(Part of a data file)
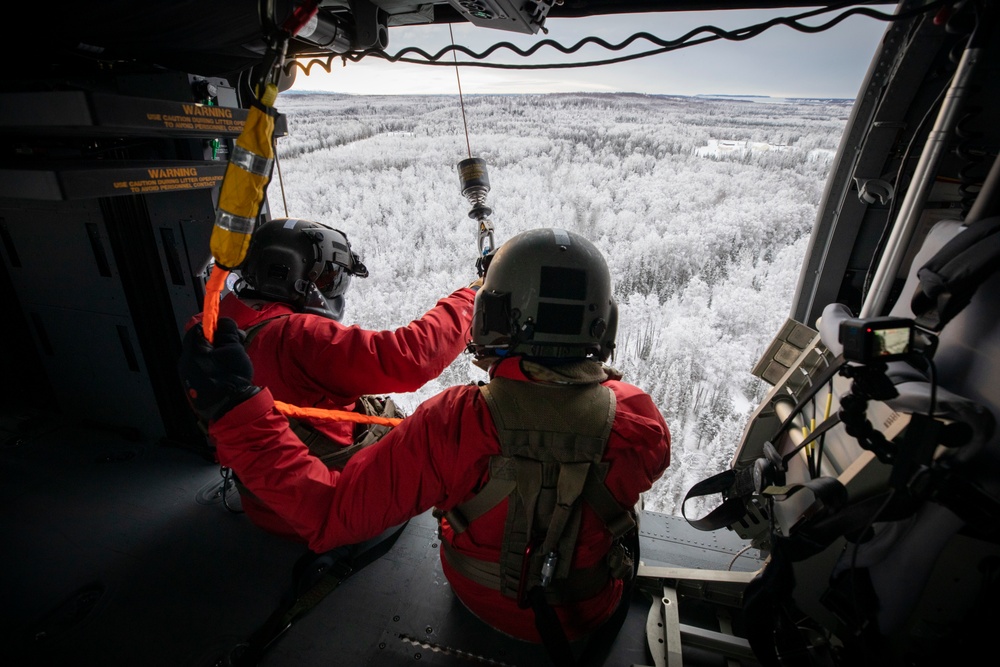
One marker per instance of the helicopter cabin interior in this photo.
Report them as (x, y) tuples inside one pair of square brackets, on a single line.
[(120, 544)]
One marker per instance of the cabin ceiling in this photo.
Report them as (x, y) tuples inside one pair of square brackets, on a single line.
[(225, 37)]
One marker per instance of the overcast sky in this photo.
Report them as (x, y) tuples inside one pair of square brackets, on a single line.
[(780, 62)]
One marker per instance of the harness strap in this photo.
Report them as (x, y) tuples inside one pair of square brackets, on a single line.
[(581, 584)]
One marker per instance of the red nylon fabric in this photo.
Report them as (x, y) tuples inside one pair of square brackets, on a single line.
[(310, 361), (437, 457)]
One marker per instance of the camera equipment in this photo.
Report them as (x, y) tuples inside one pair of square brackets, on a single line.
[(876, 339)]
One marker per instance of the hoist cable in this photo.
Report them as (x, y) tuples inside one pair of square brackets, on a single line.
[(461, 100)]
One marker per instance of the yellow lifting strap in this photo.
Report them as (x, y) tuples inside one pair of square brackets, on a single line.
[(240, 197), (340, 415)]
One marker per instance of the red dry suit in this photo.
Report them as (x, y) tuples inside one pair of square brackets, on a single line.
[(308, 360), (438, 457)]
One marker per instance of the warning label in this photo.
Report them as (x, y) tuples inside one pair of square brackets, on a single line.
[(201, 118), (176, 178), (142, 181)]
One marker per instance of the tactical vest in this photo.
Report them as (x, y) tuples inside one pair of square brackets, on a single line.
[(552, 440)]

**Set exercise**
Output every line of the rows above as a numbered list, skipping blank lines. Leave the pictures out.

**Written response**
1. One marker per instance of the helicopter cabin interior in this photo.
2. Report them as (x, y) tuples inside one pair of square brackets, on a single line.
3. [(120, 544)]
4. One marker per instance of the cabin ceiling in this photo.
5. Report them as (x, y) tuples inside one pair of square brackets, on a single line.
6. [(225, 37)]
7. One marker per instance of the overcast sky in this photo.
8. Report them as (x, y) tuples inside one pair of square brackets, on a single line.
9. [(780, 62)]
10. One marker per instance of the harness strap in this photo.
11. Report them as (x, y) tuples inside one pair of square brackets, on a single line.
12. [(581, 584)]
13. One marker per instance of the red nylon fabric in this photo.
14. Report them as (x, y) tuples inside one pair of square brackets, on a single line.
15. [(310, 361), (437, 457)]
16. One marker per instance of the camera equipment in this photo.
17. Report them as (x, y) tuples inside one pair of square brackets, on a single line.
18. [(876, 339)]
19. One marker per instance of the hoist cable in this photo.
20. Report them as (x, y) tuples inside one pair of square brackets, on a single line.
21. [(461, 100)]
22. One marker per instance of the yellow lifting strap in this photo.
23. Report them as (x, y) tuples inside one pair of square brackets, on a single line.
24. [(240, 197), (340, 415)]
25. One marker per instance of the red dry suit in this photo.
26. Report them as (x, y) tuples inside one pair of square brackets, on a single line.
27. [(308, 360), (438, 457)]
28. One marker per instance of the warning label in this photo.
29. Report them as (x, y) tuples inside one pair of square brackets, on a single line.
30. [(201, 118), (176, 178), (142, 181)]
31. One marker per instance of the tactical vest in this photo.
32. Report them as (x, y) tuples inside one pair of square brackets, on a single line.
33. [(552, 440)]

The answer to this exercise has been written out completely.